- Opening Delimiter -
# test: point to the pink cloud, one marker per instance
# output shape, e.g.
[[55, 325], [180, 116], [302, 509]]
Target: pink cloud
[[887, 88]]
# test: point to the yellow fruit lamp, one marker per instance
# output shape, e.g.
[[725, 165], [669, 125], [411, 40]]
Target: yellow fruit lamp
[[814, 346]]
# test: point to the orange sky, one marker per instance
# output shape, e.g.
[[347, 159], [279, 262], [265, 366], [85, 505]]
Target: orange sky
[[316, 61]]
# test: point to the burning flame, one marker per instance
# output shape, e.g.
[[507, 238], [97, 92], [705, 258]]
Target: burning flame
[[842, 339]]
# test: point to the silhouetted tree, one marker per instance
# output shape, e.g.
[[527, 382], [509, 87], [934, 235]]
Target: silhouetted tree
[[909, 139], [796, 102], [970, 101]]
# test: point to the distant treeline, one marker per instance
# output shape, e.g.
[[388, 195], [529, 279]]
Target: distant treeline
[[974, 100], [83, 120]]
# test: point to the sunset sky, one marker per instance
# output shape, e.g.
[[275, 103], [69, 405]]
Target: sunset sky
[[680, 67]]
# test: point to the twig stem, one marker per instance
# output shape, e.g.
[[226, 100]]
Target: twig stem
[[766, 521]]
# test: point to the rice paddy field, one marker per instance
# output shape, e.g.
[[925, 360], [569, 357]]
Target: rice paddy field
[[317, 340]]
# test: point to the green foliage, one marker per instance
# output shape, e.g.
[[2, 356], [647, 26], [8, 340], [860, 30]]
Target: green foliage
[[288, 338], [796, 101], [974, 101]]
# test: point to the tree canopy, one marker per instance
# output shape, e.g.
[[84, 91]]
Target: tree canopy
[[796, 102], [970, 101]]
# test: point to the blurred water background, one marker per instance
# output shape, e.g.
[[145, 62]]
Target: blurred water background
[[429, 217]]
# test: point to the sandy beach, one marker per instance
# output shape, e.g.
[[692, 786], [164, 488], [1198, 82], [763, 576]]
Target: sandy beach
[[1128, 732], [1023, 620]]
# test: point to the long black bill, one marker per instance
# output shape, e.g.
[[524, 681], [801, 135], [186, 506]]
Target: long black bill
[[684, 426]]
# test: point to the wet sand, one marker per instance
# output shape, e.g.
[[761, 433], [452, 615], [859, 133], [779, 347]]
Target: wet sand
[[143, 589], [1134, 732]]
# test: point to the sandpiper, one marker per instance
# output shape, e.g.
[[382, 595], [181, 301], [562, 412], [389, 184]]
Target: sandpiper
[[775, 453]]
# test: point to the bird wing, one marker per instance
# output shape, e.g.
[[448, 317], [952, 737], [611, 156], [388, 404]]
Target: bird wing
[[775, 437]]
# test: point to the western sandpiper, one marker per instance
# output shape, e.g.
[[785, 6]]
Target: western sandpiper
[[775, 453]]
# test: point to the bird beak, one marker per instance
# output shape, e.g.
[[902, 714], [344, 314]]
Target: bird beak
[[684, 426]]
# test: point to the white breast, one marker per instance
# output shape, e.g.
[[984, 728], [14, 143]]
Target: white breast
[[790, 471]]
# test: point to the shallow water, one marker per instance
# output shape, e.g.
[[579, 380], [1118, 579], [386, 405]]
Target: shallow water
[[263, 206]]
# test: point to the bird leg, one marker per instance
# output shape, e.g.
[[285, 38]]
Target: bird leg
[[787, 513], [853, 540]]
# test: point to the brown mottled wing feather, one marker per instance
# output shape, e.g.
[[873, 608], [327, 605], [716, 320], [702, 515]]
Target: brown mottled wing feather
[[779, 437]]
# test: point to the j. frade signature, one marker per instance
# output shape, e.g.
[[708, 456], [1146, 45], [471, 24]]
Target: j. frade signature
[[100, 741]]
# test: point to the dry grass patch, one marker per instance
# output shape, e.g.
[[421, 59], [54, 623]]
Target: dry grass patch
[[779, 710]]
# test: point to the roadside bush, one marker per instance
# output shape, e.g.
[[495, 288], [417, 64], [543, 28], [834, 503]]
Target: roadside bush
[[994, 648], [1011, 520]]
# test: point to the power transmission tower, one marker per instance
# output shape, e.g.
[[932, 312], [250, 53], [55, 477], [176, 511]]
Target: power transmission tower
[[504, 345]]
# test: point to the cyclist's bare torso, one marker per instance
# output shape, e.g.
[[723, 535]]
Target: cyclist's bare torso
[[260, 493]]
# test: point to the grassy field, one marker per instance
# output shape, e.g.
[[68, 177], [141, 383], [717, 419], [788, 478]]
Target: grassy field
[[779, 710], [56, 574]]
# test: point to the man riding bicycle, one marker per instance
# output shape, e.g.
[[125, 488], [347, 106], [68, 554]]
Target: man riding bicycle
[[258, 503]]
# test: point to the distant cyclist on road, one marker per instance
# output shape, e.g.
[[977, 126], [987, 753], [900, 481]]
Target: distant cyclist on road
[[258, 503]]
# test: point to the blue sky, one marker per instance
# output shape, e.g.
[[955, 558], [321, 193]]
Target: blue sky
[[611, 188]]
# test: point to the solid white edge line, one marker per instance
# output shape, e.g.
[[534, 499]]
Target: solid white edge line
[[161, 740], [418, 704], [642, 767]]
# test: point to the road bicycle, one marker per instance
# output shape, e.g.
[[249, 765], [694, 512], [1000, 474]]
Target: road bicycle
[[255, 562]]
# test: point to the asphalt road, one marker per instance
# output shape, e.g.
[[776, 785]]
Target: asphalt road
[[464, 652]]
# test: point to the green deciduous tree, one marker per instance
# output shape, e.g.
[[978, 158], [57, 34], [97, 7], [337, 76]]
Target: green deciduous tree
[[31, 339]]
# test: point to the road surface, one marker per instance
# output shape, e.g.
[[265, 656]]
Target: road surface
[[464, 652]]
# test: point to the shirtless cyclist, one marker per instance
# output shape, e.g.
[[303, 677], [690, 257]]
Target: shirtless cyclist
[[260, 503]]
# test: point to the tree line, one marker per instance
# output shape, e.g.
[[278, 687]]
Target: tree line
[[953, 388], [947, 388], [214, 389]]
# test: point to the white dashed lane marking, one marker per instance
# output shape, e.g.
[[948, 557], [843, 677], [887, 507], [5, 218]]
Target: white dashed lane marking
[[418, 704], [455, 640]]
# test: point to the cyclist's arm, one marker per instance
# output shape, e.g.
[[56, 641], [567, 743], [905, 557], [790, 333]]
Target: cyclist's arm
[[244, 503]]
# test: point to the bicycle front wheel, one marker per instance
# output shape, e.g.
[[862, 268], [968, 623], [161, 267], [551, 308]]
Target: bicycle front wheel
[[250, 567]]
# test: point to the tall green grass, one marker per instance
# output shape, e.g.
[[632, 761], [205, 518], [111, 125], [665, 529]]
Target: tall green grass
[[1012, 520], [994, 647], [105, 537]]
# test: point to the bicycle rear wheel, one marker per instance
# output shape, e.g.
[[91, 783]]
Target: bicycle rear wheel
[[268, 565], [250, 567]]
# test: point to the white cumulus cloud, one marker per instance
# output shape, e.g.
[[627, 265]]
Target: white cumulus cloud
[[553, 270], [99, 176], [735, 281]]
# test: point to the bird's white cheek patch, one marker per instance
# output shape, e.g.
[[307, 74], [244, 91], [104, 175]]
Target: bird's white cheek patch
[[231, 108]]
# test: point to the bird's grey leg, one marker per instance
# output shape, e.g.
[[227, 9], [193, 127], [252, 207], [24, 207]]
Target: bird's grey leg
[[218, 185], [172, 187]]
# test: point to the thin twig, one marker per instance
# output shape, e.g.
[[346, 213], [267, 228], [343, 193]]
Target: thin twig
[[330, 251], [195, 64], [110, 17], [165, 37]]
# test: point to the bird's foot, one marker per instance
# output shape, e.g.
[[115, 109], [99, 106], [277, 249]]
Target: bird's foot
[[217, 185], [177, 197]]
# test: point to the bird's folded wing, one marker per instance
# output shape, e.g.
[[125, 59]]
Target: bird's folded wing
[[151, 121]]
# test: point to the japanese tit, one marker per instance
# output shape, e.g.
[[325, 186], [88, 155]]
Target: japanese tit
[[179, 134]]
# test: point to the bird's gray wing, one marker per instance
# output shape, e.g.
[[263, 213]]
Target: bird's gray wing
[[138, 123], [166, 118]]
- Closing Delimiter -
* [Action item]: Could you restate, word for word, the lines above from the one with "# test: point to the distant treeline, one" to the one with "# test: point to the green foliage, one", both included?

* [Solution to this task]:
# test: point to the distant treeline, one marker per instance
# output shape, e.g.
[[388, 195], [529, 279]]
Target: distant treeline
[[974, 100], [83, 120]]
# test: point to the sunset sky, one marker per instance
# output shape, e.g.
[[275, 103], [69, 405]]
Target: sunset sky
[[680, 67]]
# test: point to the twig stem, one marker per instance
# output shape, e.g.
[[226, 100]]
Target: twig stem
[[766, 521]]
# test: point to the rice paddy field, one marker per instance
# output shape, e.g.
[[925, 360], [569, 357]]
Target: rice paddy field
[[317, 340]]
# test: point to the green foliage, one marker per instance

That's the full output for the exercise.